#### Directions for this task:
Copy out the entries word for word, starting at the beginning of the entries and ending at the line that contains "72 71 L 111", both included. Leave the pictures out of your copy.
◆ ◆ ◆
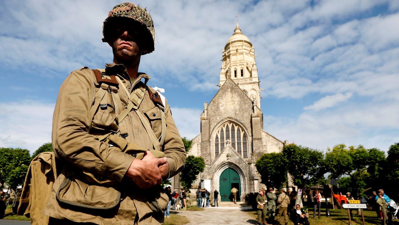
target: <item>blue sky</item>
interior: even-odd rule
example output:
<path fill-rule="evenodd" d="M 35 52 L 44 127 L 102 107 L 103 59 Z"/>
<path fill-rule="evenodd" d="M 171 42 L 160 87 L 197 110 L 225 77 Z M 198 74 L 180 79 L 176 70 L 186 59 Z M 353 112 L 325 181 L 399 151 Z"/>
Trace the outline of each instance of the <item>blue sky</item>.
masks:
<path fill-rule="evenodd" d="M 72 71 L 111 62 L 103 21 L 115 1 L 1 1 L 0 146 L 51 140 L 58 89 Z M 399 1 L 138 1 L 155 50 L 140 70 L 164 88 L 182 136 L 200 132 L 235 28 L 253 44 L 264 129 L 325 151 L 344 143 L 387 151 L 399 141 Z"/>

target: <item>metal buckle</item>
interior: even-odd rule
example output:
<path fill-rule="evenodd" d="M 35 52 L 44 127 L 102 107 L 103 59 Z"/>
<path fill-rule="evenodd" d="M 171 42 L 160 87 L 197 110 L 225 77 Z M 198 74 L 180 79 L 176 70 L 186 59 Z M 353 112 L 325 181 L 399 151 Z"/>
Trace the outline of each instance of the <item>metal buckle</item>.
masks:
<path fill-rule="evenodd" d="M 127 137 L 128 136 L 129 136 L 128 133 L 126 133 L 124 135 L 122 135 L 120 133 L 119 134 L 119 137 L 122 137 L 124 138 L 125 139 L 126 139 L 126 137 Z"/>

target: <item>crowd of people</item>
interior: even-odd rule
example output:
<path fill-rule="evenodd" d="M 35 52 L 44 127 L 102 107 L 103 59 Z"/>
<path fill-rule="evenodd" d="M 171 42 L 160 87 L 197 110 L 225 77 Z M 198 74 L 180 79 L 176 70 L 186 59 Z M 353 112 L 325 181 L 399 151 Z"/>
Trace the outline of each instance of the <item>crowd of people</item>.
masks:
<path fill-rule="evenodd" d="M 394 213 L 397 207 L 395 201 L 389 198 L 383 189 L 378 190 L 378 194 L 373 191 L 373 194 L 369 196 L 367 203 L 370 208 L 375 211 L 377 217 L 381 218 L 384 225 L 392 219 L 392 215 L 389 214 Z"/>
<path fill-rule="evenodd" d="M 187 207 L 186 199 L 187 195 L 184 189 L 182 189 L 180 193 L 175 189 L 171 193 L 170 186 L 166 188 L 166 194 L 170 197 L 169 204 L 168 209 L 165 212 L 165 217 L 169 217 L 170 209 L 172 206 L 173 210 L 182 209 L 185 210 Z M 236 202 L 236 196 L 238 190 L 233 187 L 231 191 L 233 196 L 232 201 Z M 317 216 L 320 218 L 322 200 L 323 197 L 321 193 L 317 189 L 313 191 L 310 195 L 311 205 L 313 208 L 313 216 L 309 215 L 309 211 L 302 208 L 302 201 L 296 201 L 297 192 L 288 189 L 286 192 L 283 189 L 275 190 L 270 187 L 267 190 L 261 189 L 259 190 L 256 196 L 255 201 L 257 210 L 257 224 L 258 225 L 265 225 L 275 224 L 277 223 L 281 225 L 287 225 L 290 220 L 295 225 L 303 224 L 310 225 L 309 218 L 314 219 Z M 209 207 L 209 198 L 211 193 L 205 188 L 199 188 L 196 192 L 197 198 L 197 207 L 207 208 Z M 340 203 L 349 203 L 350 200 L 354 200 L 350 192 L 347 192 L 344 195 L 340 194 Z M 213 206 L 219 207 L 218 197 L 219 193 L 215 190 L 213 191 Z M 344 199 L 343 201 L 342 199 Z M 298 202 L 300 203 L 297 203 Z M 378 193 L 373 192 L 373 195 L 369 197 L 367 203 L 371 209 L 375 210 L 377 216 L 381 218 L 382 224 L 386 225 L 390 207 L 396 207 L 395 203 L 386 195 L 384 190 L 380 189 Z M 351 219 L 353 219 L 352 210 L 350 210 Z M 326 213 L 327 214 L 327 213 Z M 267 219 L 267 216 L 268 219 Z"/>
<path fill-rule="evenodd" d="M 170 207 L 172 207 L 172 210 L 185 210 L 187 208 L 187 195 L 186 190 L 182 188 L 179 192 L 177 189 L 175 189 L 172 192 L 171 188 L 170 185 L 166 185 L 165 188 L 165 193 L 169 198 L 168 206 L 164 213 L 165 217 L 170 217 Z"/>

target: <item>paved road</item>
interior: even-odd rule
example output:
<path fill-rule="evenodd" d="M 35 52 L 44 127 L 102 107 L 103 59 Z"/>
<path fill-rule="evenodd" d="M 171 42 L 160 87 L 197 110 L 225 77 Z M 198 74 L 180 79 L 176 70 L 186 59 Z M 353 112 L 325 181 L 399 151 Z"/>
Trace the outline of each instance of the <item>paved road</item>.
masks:
<path fill-rule="evenodd" d="M 171 211 L 170 213 L 185 216 L 190 221 L 187 225 L 250 225 L 257 221 L 247 212 L 237 207 L 211 207 L 201 211 Z"/>
<path fill-rule="evenodd" d="M 256 223 L 256 221 L 244 211 L 237 207 L 221 206 L 211 207 L 201 211 L 171 210 L 171 214 L 185 216 L 190 221 L 187 225 L 243 225 Z M 28 225 L 29 221 L 18 221 L 0 219 L 0 225 Z"/>

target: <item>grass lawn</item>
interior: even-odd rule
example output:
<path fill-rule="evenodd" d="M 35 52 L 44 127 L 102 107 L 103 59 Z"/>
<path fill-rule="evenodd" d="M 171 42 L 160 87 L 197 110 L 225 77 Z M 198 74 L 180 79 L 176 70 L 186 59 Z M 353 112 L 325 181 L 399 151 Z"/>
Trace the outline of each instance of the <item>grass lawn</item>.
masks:
<path fill-rule="evenodd" d="M 11 220 L 27 220 L 29 221 L 30 219 L 25 216 L 19 216 L 14 214 L 12 212 L 11 205 L 7 205 L 6 209 L 6 213 L 3 219 L 9 219 Z"/>
<path fill-rule="evenodd" d="M 189 206 L 187 207 L 186 210 L 188 211 L 202 211 L 205 209 L 202 207 L 197 207 L 196 206 Z"/>
<path fill-rule="evenodd" d="M 306 207 L 304 208 L 304 209 L 306 208 Z M 309 209 L 309 212 L 310 213 L 309 221 L 311 225 L 348 225 L 349 224 L 348 211 L 346 209 L 330 209 L 330 211 L 331 216 L 330 217 L 327 217 L 325 215 L 325 212 L 323 211 L 325 210 L 325 209 L 322 209 L 321 218 L 318 219 L 316 217 L 316 219 L 312 219 L 312 217 L 313 213 L 313 209 L 308 208 L 308 209 Z M 354 220 L 352 221 L 352 225 L 362 225 L 361 216 L 355 215 L 356 212 L 355 210 L 354 210 L 352 212 L 354 214 Z M 249 211 L 248 212 L 248 213 L 251 215 L 255 220 L 257 220 L 258 216 L 256 211 Z M 364 221 L 366 225 L 381 224 L 381 219 L 376 217 L 375 212 L 374 211 L 363 210 L 363 214 L 364 215 Z M 290 221 L 288 223 L 288 224 L 292 224 L 293 223 Z M 399 225 L 399 220 L 394 220 L 393 224 Z"/>

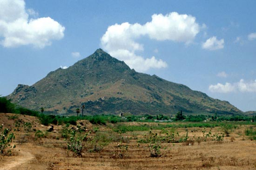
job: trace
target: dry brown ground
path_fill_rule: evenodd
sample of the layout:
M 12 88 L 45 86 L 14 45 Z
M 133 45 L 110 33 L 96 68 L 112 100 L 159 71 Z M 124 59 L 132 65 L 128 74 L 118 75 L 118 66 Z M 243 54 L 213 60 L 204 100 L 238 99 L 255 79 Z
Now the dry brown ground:
M 0 123 L 13 129 L 14 120 L 7 117 L 11 115 L 0 114 Z M 47 127 L 40 125 L 36 118 L 19 116 L 24 121 L 33 121 L 32 128 L 46 130 Z M 88 128 L 93 128 L 88 121 L 84 123 Z M 162 150 L 162 156 L 157 157 L 150 157 L 147 144 L 138 146 L 136 140 L 131 140 L 125 144 L 128 149 L 122 158 L 115 154 L 117 143 L 106 146 L 100 153 L 85 152 L 81 157 L 75 157 L 65 149 L 66 143 L 62 139 L 57 140 L 59 133 L 49 132 L 47 138 L 35 140 L 34 132 L 21 130 L 14 132 L 17 148 L 13 151 L 14 155 L 0 157 L 0 170 L 256 170 L 256 142 L 243 135 L 245 126 L 239 126 L 222 142 L 195 142 L 190 145 L 164 144 L 167 149 Z M 54 127 L 57 132 L 61 128 L 61 126 Z M 108 129 L 106 126 L 99 127 L 101 131 Z M 203 128 L 188 130 L 190 137 L 202 135 Z M 181 134 L 185 133 L 183 128 L 178 131 Z M 219 131 L 218 127 L 212 129 L 213 132 Z M 132 134 L 123 135 L 129 137 Z

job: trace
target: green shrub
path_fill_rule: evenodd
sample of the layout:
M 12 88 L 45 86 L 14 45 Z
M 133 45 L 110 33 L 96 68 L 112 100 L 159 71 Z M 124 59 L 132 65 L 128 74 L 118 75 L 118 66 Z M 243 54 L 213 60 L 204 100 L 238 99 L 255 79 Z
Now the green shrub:
M 11 149 L 16 147 L 15 145 L 11 145 L 10 144 L 13 139 L 15 139 L 15 136 L 13 133 L 9 133 L 10 130 L 7 128 L 3 129 L 3 124 L 0 126 L 0 154 L 10 156 L 12 155 Z M 7 148 L 9 149 L 7 152 L 6 149 Z
M 254 129 L 252 126 L 245 129 L 244 132 L 245 135 L 249 136 L 250 139 L 256 140 L 256 130 Z
M 0 113 L 15 113 L 16 106 L 5 97 L 0 97 Z
M 93 124 L 106 125 L 106 121 L 103 117 L 101 116 L 94 116 L 91 117 L 89 121 Z

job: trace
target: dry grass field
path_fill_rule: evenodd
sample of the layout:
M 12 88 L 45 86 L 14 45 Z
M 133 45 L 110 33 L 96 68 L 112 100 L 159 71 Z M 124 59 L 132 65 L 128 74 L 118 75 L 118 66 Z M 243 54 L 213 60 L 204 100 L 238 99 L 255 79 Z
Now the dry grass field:
M 30 122 L 31 126 L 22 126 L 24 122 Z M 149 137 L 148 131 L 118 133 L 113 131 L 116 125 L 94 125 L 87 120 L 77 123 L 84 127 L 81 132 L 77 126 L 66 127 L 65 125 L 54 126 L 54 132 L 47 132 L 47 126 L 40 124 L 37 118 L 0 114 L 0 124 L 12 129 L 15 136 L 13 143 L 16 146 L 12 156 L 0 156 L 0 170 L 256 170 L 256 142 L 244 133 L 250 126 L 255 129 L 255 125 L 237 125 L 229 137 L 220 140 L 210 136 L 220 135 L 220 126 L 188 127 L 186 141 L 162 140 L 160 144 L 161 153 L 153 157 L 150 156 L 149 144 L 142 142 Z M 135 126 L 145 124 L 121 123 Z M 87 139 L 93 137 L 94 140 L 83 143 L 85 148 L 81 155 L 67 149 L 70 137 L 67 139 L 63 137 L 65 129 L 74 129 L 81 136 L 89 134 Z M 41 132 L 36 134 L 39 130 Z M 205 131 L 204 134 L 202 131 Z M 211 134 L 206 139 L 209 132 Z M 186 138 L 187 134 L 185 128 L 153 129 L 152 132 L 167 138 L 167 132 L 173 133 L 177 140 Z M 109 138 L 111 142 L 108 142 Z

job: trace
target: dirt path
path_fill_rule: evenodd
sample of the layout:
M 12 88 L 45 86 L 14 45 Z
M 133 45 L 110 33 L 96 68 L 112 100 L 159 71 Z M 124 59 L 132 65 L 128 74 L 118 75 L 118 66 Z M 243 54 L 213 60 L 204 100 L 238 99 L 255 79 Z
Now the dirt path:
M 34 156 L 30 152 L 20 150 L 19 156 L 9 157 L 11 161 L 7 160 L 1 165 L 0 170 L 18 170 L 17 167 L 34 158 Z

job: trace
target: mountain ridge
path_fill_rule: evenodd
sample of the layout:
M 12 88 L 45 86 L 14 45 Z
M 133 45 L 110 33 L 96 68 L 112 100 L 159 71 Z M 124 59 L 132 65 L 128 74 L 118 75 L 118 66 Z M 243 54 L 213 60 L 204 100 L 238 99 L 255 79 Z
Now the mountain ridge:
M 242 113 L 228 101 L 185 85 L 138 73 L 101 49 L 66 69 L 49 72 L 32 86 L 18 85 L 7 97 L 22 106 L 43 107 L 55 114 L 74 113 L 84 104 L 91 114 Z

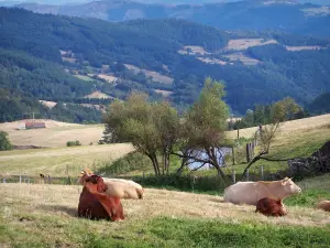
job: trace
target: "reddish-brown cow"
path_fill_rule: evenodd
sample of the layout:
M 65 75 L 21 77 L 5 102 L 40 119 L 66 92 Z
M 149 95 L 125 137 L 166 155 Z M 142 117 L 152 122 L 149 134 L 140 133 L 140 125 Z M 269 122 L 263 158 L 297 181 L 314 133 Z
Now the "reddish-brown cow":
◆ ◆ ◆
#### Completed exercise:
target: <item>blue sky</item>
interior: even-odd rule
example output:
<path fill-rule="evenodd" d="M 35 52 L 44 127 L 102 107 L 103 59 Z"/>
<path fill-rule="evenodd" d="M 171 42 L 160 87 L 197 110 L 225 77 Z M 198 74 L 180 79 L 176 70 L 186 59 Z M 353 112 L 325 181 L 399 151 Z"/>
Trace the outline of each instance of the <item>blue sky</item>.
masks:
<path fill-rule="evenodd" d="M 72 71 L 111 62 L 103 21 L 115 1 L 1 1 L 0 146 L 51 140 L 58 89 Z M 399 1 L 138 1 L 155 50 L 140 70 L 164 88 L 182 136 L 200 132 L 235 28 L 253 44 L 264 129 L 325 151 L 344 143 L 387 151 L 399 141 Z"/>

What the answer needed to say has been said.